Output the whole listing below word for word, and leave the pictures out of your answer.

**Data lines**

########

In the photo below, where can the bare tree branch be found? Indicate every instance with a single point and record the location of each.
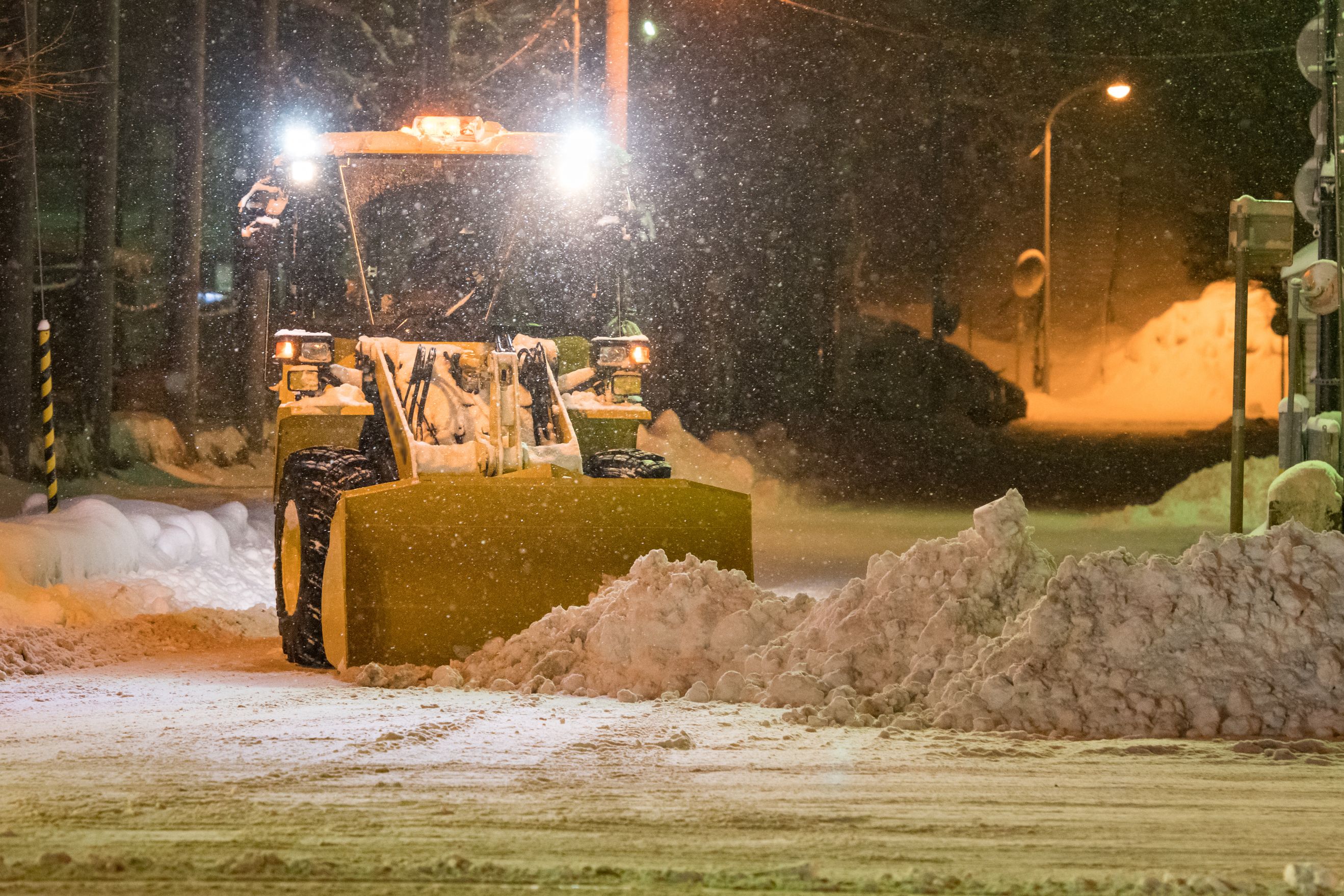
(342, 11)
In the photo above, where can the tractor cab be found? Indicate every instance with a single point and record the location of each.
(460, 390)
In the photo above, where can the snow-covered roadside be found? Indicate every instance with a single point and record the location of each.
(102, 558)
(1237, 637)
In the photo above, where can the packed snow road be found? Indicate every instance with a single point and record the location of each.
(209, 765)
(218, 772)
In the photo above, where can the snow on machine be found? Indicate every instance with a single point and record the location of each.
(460, 390)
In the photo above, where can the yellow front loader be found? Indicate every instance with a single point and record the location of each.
(445, 479)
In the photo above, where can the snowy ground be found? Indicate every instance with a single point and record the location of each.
(226, 770)
(213, 773)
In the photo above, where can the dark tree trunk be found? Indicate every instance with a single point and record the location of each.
(16, 233)
(435, 51)
(254, 300)
(185, 268)
(100, 238)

########

**Full output**
In the photo below, where can the bare tree branch be found? Indicate every instance with a single point and record the location of each.
(342, 11)
In the photo above, where can the tractor cab be found? Indicate every instance with a single point and record the location of each.
(460, 390)
In the photo above, where can the snow-covered roadside be found? Indicate every instance with a single point and record the location of each.
(102, 558)
(1237, 637)
In the photo above, where can the packed snow road be found? Indicate every instance with a single point and record the location of each.
(209, 765)
(218, 772)
In the photo above, where can the snow on machine be found? Indicate every instance with a single point and record the location of each.
(460, 390)
In the photo above, where can the yellow front loader be found? Indicate every instance with a single point and record the location of each.
(445, 479)
In the photo above, where can the snowy ground be found? Indicate every instance with a single point and record the location of each.
(226, 770)
(213, 773)
In the photo above, where can the dark tree trunk be found? Indicate every instance with a single point and record the location of each.
(16, 233)
(435, 51)
(254, 300)
(185, 268)
(100, 238)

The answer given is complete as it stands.